> **BRIEF**: Only an exact repetition of every entry counts as the answer.

# # #

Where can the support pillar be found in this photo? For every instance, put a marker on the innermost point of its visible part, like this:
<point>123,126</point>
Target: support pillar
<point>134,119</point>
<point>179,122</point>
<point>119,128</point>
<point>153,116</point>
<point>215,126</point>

# # #

> **TASK RESULT**:
Where can the support pillar be found in this photo? For every instance, put a marker on the innermost point of its visible part, like this:
<point>123,126</point>
Target: support pillar
<point>134,119</point>
<point>179,122</point>
<point>119,128</point>
<point>153,116</point>
<point>215,126</point>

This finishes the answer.